Start Document segment

Massachusetts Bay Trading Co, Inc., is an online retailer headquartered in Weston, Massachusetts, selling products worldwide. It is an American electronic commerce company selling handmade gifts and general products that are made in Massachusetts. The company was established in 2002. The Massachusetts Bay Trading Company has been featured in multiple publications and television segments including the Boston Globe on April 6, 2007, Opray Winfrey's O at Home magazine Winter 2006, Gourmet Magazine Winter 2006 gift guide, InStyle Magazine Fall 2007, and NECN.

Products
The store offers handmade home furnishings, clothing, jewelry, clocks, soaps, porcelain, and Boston artwork. Some of the unique items carried by MBTC include Spencer Peterman wooden spaulted bowls made from fallen trees replete with characteristic patterns formed by fungus inside the wood; Nantucket Lightship Baskets and hand-blown Limaj glass bowls; and handmade handbags made out of denim blue jeans.

End Document segment

Exercise tasks -
A. Summarize the Massachusetts Bay Trading Company profile above in two sentences.
B. Extend the Massachusetts Bay Trading Company profile with the passage that follows its final sentence.

Start Information given

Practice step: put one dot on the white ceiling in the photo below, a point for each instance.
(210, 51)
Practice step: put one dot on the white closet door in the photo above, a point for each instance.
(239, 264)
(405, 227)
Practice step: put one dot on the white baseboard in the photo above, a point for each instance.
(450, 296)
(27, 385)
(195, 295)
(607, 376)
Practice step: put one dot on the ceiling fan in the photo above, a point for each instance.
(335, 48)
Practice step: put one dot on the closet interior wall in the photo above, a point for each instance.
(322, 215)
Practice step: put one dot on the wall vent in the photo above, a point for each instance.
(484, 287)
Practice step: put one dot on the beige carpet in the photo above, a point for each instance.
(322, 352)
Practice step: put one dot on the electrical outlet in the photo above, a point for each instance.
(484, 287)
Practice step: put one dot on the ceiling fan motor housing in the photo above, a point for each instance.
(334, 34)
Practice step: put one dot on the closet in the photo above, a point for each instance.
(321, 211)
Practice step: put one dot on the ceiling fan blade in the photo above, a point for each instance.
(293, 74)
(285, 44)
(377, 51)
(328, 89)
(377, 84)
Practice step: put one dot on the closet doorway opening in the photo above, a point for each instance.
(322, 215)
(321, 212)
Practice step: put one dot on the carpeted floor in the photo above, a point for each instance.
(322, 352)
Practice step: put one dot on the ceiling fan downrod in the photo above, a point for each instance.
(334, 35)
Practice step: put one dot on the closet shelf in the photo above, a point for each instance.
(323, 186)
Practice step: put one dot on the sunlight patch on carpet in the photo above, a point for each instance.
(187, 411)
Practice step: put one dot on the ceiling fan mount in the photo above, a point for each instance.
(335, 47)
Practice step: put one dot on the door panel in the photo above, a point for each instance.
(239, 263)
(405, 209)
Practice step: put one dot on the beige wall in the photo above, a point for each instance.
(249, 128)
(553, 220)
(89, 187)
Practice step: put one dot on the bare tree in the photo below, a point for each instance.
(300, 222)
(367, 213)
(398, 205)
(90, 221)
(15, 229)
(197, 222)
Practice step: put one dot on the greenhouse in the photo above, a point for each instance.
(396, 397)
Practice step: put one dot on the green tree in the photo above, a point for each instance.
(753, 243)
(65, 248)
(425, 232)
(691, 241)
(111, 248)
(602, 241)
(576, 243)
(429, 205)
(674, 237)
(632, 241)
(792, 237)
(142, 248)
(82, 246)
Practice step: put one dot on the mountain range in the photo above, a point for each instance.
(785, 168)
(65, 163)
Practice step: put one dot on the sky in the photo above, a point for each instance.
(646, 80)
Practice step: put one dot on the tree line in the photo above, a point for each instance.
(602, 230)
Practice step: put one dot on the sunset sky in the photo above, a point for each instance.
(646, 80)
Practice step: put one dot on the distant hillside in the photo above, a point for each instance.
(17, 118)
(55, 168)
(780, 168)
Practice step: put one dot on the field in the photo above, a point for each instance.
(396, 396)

End Information given
Start Information given

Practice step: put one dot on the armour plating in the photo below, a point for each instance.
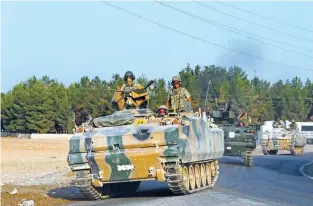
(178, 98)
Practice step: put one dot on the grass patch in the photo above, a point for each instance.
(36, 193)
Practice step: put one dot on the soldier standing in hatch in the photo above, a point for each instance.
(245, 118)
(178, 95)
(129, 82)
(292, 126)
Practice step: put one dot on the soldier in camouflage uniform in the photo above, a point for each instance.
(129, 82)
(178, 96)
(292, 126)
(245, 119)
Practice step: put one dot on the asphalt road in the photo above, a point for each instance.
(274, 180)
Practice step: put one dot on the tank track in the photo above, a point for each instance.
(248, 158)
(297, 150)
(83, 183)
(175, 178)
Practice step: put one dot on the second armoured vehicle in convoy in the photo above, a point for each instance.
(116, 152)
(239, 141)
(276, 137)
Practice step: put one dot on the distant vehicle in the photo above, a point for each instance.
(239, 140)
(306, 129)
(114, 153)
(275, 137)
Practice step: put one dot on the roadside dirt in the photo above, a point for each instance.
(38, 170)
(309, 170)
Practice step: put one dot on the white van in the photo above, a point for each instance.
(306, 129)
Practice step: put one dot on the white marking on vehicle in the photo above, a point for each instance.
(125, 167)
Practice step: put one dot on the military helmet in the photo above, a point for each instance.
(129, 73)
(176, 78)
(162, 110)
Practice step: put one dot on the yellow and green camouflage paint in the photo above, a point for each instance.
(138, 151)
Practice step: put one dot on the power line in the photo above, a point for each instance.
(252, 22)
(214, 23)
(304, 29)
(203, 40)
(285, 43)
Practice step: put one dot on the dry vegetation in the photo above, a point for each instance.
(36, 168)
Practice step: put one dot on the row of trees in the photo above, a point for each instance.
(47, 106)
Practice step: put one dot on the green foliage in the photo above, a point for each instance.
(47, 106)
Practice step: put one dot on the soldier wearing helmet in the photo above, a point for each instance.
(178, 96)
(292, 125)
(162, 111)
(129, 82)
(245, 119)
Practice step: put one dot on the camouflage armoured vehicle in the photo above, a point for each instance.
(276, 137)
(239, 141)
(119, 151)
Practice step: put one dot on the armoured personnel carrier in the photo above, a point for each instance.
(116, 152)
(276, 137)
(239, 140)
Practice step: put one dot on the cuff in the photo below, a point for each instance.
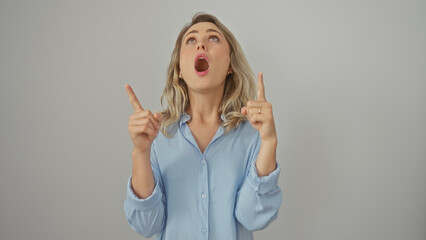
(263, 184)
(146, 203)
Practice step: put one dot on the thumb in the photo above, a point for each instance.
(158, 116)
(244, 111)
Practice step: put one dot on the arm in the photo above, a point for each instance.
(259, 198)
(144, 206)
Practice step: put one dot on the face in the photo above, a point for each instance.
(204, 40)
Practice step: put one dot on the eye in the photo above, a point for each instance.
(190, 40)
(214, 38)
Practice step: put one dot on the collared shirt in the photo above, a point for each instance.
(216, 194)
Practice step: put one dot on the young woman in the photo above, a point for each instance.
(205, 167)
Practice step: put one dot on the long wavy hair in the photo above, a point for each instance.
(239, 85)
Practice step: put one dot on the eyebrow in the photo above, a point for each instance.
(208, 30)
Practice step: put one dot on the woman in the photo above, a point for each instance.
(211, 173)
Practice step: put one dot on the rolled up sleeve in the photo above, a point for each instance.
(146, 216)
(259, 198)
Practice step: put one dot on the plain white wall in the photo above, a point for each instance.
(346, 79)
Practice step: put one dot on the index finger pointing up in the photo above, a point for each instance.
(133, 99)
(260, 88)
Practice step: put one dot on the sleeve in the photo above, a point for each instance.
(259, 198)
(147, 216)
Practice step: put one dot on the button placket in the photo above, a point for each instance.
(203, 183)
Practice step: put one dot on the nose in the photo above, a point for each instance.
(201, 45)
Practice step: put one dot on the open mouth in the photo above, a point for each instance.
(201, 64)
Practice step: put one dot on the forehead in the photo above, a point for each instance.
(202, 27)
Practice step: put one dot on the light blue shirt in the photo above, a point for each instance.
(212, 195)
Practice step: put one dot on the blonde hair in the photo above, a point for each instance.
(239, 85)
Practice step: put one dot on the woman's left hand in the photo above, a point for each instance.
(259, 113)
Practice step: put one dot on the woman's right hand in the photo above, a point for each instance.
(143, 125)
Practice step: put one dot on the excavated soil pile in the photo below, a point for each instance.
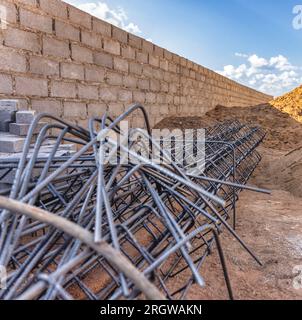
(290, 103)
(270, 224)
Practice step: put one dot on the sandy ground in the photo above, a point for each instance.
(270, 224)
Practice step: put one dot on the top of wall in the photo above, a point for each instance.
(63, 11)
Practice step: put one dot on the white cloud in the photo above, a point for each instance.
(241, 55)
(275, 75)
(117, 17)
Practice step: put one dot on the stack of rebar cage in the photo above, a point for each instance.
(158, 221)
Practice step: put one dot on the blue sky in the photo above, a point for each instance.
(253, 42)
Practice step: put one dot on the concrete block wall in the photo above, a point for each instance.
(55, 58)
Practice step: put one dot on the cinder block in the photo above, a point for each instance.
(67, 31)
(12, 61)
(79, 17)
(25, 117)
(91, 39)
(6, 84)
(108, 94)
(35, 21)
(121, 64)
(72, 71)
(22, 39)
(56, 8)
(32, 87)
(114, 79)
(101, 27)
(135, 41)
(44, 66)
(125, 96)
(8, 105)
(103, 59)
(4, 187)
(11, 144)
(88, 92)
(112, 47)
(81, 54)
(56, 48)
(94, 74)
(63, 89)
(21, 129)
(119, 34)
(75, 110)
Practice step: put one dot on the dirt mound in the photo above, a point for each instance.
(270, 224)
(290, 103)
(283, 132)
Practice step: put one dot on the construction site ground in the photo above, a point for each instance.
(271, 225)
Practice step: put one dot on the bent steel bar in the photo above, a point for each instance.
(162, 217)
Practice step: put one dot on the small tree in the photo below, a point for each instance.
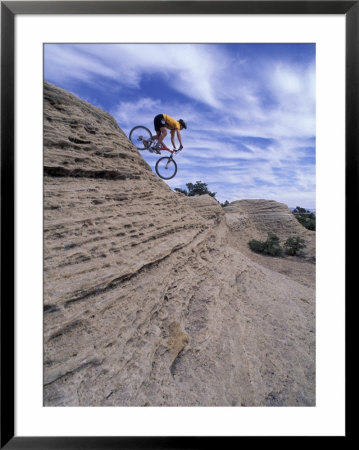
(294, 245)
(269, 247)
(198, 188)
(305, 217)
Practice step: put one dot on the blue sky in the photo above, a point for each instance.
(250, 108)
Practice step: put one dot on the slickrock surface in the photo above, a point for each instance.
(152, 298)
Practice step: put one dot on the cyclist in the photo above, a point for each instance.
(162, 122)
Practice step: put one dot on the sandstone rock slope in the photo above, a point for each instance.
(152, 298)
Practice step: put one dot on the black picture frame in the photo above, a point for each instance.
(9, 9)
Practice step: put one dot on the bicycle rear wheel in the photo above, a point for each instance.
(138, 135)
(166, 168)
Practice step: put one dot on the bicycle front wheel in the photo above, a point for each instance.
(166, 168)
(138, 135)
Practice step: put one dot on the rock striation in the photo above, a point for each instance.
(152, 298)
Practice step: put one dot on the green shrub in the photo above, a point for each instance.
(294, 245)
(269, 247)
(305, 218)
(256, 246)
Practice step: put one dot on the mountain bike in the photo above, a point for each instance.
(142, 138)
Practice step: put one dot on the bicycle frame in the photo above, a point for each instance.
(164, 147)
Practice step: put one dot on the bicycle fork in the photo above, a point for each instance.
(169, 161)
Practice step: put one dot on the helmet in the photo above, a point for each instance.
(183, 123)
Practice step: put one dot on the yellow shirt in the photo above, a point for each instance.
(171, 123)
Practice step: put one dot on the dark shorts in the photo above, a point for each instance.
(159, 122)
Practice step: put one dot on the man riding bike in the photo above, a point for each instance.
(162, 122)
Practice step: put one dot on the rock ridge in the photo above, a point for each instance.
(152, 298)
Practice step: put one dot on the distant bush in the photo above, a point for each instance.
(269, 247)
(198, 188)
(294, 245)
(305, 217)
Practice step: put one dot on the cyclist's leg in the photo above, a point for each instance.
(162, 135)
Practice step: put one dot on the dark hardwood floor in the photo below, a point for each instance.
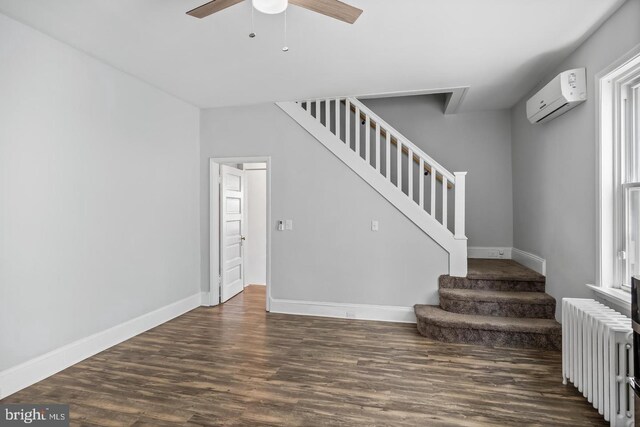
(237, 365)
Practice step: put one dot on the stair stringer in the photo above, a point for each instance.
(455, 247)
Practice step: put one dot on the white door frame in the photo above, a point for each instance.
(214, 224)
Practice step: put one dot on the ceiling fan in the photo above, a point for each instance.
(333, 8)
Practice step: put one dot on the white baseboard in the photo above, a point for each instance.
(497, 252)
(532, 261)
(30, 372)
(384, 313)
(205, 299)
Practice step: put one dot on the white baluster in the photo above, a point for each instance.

End Information given

Responses in order -
A. Massachusetts Bay Trading Co, Inc. is an online retailer founded in 2002 and headquartered in Weston, Massachusetts, that sells handmade gifts and general products made in Massachusetts worldwide. It has been featured in the Boston Globe, Gourmet Magazine, InStyle Magazine and NECN, and its store offers home furnishings, clothing, jewelry, clocks, soaps, porcelain and Boston artwork, including Spencer Peterman wooden bowls, Nantucket Lightship Baskets, hand-blown Limaj glass bowls and handbags made from denim blue jeans.

B.
Business model
Massachusetts Bay Trading Co is an online E-commerce retailer, through which Internet users purchase merchandise crafted by artists and companies located in Massachusetts. Massachusetts Bay Trading Co was founded on Patriots' Day 2002. 

The company has partnerships with Massachusetts arts societies including the Massachusetts Foundation for the Humanities to promote Massachusetts arts and cultural activities.

Massachusetts Bay Trading Co provides an artist gallery of craftsmen and companies producing crafts and products in Massachusetts.

Name
The name draws from the Massachusetts Bay Company, the institution that founded the Massachusetts Bay Colony in Boston in 1628. The Massachusetts Bay Company was one of the first companies to carry their charter with them to America thereby enabling them to govern themselves locally.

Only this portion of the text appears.